TEXT EXTRACT
<<<<
Also notable is Bette Davis, who plays an almost polar opposite from her usual parts: a straightforward, non-nonsense career girl (not to mention a secondary part, not something she would usually agree to, but she actively lobbied to get this part, after having seen the stage version). Her acting is surprisingly moderate, leaving out her neuroses and clipped speech & grand gesturing. Possibly her most downplayed role, it's the right choice for this particular part, but I prefer my Davis neurotic and with something a bit more challenging to do.
November 28, 2010
This is one of the wittiest movies I have seen. Excellent dialog throughout. A must see!
November 13, 2010
One fun moment after another with an all star cast and each of them in rare form. Holds up well even today and a highly recommeded classic film with lots of laughs.
>>>>
TO DO
**a.** The film reviews say Bette Davis took a secondary part, which she would not usually accept. What reason do they give for her taking it?
**b.** From the film reviews, list the habits of Bette Davis's acting that she leaves out in this role.

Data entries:
<<<<
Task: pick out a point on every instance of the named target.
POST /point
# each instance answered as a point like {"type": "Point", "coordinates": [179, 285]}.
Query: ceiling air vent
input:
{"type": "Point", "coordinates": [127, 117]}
>>>>
LIST OF SOLUTIONS
**a.** She had seen the stage version and actively lobbied to get the part.

**b.**
- Her neuroses
- Her clipped speech
- Her grand gesturing